Answer these questions from the article on teen summer jobs:
1. How many jobs are US workers aged 16 to 19 projected to gain from May through July this year?
2. How much fewer hiring plans did entertainment and leisure employers announce through April than at the same point last year?
3. Which organization's research found that the share of teens working or seeking work during the summer fell sharply from 2000 to 2018?

## Text passage:
■ ■ ■ ■ ■

Teens aren’t getting summer jobs like they used to — this year could be worse than ever
Teen summer hiring in the US might hit its lowest level since federal tracking began, new report finds.
For generations, American teens spent their summers earning a bit of extra money by lifeguarding at the local pool, scooping ice cream, ringing up groceries, or detasseling corn under the Midwest sun. Now, those jobs are getting harder to find.
According to a new report from outplacement firm Challenger, Gray & Christmas, US workers aged 16 to 19 are projected to gain just 790,000 jobs from May through July this year. That would mark the lowest summer hiring total since the Bureau of Labor Statistics began tracking the data in 1948, below last summer’s record-low 801,000.
For anyone who’s kept an eye on the numbers, or anyone who’s had trouble getting their teen into the world of work over the last few summers, this season’s slide won’t come as much of a surprise.
Per BLS data, roughly half of American teens were employed during the summer through most of the late 20th century. By 2025, that share had fallen to about a third, meaning that the share of teens who work in summer is just 3.2 percentage points higher than it is for the rest of year — the second-smallest difference on record, only behind the pandemic summer of 2020.
This year, the problem seems less about teens not wanting work than employers pulling back: Challenger found that entertainment and leisure employers like theme parks, resorts, and hotels (the kinds of businesses that typically anchor seasonal teen hiring) announced 70% fewer hiring plans through April than at the same point last year.
School’s in
However, teens haven’t been entirely blameless in the wider shift, especially since the turn of the century. Research from the Brookings Institution found that from 2000 to 2018, the share of teens working or seeking work during the summer fell sharply, while the share enrolled in school and not job-hunting rose almost as much. A separate BLS study also points to school eating into summer jobs, as AP coursework, resume-building, and college prep compete with classic summer vocations.
Meanwhile, teens are also facing more competition in the job market from a higher share of older workers.
Per BLS data, Americans 55 and older are now more likely to be employed than teens, a flip that happened around the Great Recession and has held ever since. While that doesn’t necessarily mean older workers are simply taking teen jobs, a 2017 BLS study found older workers have gained share in food service, sales, and office support — job categories younger workers have historically dominated — while teens lost ground in all three.

■ ■ ■ ■ ■

## Extracted records:

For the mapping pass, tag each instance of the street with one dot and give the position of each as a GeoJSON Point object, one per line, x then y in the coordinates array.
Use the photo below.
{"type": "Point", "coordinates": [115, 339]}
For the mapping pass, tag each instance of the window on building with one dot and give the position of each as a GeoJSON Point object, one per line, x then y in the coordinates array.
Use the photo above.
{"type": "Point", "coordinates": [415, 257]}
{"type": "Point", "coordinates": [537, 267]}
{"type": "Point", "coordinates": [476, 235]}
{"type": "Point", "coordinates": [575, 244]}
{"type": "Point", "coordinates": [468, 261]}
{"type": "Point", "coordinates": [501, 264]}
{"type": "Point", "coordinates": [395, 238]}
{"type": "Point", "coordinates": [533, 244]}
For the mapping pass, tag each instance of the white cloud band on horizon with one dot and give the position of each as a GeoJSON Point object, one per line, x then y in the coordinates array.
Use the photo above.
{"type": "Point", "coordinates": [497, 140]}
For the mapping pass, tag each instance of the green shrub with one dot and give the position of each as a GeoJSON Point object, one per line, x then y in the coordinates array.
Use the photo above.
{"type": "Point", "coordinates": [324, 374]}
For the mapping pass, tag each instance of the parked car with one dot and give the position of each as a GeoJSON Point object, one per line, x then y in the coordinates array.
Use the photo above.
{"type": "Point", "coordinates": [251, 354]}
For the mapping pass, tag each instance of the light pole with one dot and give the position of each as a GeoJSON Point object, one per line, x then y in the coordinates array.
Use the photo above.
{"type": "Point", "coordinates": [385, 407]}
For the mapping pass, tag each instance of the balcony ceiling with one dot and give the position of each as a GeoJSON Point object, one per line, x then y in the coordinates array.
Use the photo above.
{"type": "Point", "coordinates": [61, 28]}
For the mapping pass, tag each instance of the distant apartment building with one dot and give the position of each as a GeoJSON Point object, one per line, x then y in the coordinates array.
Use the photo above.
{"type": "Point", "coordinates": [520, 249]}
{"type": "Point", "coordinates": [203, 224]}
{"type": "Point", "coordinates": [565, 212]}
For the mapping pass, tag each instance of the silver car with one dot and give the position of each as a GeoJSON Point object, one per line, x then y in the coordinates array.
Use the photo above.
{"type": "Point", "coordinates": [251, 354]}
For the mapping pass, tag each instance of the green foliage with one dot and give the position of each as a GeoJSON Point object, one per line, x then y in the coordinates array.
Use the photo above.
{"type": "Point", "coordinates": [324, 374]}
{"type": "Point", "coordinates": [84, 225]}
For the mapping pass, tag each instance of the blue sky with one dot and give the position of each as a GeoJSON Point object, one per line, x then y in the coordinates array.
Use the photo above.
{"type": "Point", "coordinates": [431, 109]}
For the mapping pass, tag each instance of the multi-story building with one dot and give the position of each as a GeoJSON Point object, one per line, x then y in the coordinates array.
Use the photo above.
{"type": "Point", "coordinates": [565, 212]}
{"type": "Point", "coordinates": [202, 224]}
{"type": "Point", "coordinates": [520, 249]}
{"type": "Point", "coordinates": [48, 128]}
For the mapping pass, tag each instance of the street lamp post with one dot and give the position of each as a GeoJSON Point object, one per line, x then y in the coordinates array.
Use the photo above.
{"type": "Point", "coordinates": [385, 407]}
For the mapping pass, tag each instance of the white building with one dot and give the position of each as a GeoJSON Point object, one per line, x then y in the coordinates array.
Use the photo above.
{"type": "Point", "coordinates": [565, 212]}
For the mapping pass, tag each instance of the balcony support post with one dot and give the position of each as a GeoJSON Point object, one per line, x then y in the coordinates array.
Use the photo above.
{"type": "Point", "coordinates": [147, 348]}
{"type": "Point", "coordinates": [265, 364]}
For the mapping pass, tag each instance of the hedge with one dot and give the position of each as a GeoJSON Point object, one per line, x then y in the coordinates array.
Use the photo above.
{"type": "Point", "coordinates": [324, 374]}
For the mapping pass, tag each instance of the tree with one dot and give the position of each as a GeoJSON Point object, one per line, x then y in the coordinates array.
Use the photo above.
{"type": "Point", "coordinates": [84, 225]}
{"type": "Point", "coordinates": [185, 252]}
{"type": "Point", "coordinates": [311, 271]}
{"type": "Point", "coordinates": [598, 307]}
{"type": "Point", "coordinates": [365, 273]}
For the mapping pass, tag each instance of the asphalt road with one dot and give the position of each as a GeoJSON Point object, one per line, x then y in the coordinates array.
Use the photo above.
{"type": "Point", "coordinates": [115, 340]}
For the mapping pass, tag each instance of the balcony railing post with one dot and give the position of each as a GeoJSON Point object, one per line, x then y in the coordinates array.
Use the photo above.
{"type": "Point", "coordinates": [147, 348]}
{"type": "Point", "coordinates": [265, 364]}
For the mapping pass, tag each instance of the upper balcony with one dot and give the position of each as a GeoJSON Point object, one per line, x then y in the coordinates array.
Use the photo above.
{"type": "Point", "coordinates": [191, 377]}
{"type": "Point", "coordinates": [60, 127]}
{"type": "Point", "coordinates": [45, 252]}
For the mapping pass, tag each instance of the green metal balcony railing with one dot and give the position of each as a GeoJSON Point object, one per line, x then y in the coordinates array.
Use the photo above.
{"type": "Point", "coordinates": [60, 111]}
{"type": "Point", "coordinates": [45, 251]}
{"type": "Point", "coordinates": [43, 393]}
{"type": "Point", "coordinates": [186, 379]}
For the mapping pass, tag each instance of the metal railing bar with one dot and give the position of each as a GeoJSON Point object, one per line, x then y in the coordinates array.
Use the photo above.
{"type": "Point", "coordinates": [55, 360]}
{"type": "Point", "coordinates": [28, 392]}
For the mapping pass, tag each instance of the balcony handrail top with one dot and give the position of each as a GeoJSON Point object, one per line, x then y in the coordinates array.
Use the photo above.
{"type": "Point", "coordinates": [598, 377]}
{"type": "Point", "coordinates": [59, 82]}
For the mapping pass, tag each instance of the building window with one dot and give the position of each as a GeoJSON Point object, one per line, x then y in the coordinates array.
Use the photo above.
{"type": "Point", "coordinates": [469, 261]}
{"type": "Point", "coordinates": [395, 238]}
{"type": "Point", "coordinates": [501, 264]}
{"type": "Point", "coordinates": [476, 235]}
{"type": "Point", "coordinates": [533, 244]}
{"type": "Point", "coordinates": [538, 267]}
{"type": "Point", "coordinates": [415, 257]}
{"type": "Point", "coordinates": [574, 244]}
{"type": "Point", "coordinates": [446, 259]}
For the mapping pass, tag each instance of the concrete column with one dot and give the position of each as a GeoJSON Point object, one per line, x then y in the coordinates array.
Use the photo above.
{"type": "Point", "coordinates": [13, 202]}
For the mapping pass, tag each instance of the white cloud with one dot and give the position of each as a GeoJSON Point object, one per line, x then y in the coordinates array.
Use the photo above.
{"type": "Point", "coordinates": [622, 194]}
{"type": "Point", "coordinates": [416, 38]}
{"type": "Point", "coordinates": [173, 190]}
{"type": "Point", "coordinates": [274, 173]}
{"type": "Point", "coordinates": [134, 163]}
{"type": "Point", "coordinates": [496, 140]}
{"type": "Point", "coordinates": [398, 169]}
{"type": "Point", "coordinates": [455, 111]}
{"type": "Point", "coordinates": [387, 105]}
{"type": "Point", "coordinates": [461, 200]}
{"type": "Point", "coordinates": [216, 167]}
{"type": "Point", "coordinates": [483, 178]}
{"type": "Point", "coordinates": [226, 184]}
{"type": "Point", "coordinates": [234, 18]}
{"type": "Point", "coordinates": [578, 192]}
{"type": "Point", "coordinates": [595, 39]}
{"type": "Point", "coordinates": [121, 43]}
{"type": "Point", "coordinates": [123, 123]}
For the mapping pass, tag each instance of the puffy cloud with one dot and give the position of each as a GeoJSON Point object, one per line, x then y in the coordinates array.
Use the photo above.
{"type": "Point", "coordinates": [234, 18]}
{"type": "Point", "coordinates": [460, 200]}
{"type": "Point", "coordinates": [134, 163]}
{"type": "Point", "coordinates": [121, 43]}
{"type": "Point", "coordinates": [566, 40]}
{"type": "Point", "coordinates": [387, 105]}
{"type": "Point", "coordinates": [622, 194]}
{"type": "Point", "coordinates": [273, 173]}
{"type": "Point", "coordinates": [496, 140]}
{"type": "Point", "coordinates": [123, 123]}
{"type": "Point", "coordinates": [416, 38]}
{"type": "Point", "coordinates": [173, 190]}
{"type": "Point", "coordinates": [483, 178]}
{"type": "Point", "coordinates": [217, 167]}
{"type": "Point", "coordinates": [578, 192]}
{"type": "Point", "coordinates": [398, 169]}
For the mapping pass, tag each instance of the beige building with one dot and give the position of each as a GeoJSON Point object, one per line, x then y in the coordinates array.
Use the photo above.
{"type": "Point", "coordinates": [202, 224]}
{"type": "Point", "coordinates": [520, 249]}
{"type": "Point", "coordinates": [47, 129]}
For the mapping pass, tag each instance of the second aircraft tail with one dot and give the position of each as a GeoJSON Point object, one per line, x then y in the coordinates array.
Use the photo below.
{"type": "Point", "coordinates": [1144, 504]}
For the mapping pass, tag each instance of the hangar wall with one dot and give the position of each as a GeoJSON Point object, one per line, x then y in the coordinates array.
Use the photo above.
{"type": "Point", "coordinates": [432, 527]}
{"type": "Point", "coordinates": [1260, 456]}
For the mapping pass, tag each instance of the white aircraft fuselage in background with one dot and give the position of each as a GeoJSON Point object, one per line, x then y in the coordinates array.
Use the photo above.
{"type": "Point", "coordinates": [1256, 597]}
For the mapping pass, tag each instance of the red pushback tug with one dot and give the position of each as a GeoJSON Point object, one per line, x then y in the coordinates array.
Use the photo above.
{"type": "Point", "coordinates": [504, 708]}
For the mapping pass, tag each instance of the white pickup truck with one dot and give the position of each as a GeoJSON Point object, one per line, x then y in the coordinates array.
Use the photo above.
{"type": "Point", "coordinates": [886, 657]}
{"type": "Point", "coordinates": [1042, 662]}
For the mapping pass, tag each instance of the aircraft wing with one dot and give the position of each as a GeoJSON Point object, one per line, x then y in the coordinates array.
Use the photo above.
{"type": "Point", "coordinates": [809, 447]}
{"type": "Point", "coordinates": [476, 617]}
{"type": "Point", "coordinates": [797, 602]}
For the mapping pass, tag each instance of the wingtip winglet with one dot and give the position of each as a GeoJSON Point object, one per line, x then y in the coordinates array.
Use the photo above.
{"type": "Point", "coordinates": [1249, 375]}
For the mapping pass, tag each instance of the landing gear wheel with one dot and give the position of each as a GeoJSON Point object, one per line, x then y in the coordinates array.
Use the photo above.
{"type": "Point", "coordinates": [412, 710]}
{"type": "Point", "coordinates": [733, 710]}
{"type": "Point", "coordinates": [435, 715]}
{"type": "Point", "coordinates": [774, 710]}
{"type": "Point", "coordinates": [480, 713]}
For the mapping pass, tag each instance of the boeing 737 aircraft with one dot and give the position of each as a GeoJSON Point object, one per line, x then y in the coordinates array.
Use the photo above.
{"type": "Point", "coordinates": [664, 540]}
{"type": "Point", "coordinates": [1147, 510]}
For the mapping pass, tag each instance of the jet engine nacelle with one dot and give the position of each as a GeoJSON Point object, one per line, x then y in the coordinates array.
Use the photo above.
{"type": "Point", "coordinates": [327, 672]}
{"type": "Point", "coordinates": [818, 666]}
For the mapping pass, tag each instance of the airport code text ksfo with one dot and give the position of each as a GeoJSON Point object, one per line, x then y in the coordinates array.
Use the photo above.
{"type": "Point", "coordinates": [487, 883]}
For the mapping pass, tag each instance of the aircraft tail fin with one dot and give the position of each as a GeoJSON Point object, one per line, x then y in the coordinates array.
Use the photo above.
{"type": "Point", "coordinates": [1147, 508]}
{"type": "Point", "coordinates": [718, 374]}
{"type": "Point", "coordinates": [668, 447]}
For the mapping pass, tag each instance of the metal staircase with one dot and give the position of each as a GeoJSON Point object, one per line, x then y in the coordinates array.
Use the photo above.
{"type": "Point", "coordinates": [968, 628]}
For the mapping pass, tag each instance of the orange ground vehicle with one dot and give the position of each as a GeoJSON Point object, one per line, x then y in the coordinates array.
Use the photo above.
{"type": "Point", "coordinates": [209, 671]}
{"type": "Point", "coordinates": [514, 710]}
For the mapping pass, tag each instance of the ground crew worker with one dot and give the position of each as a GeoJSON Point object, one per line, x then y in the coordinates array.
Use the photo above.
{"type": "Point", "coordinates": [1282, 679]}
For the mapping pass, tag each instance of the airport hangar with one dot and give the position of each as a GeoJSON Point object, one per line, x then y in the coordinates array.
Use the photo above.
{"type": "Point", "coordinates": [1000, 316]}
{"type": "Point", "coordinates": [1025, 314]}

■ ■ ■ ■ ■

## Output of the exercise:
1. 790,000 jobs.
2. 70% fewer.
3. The Brookings Institution.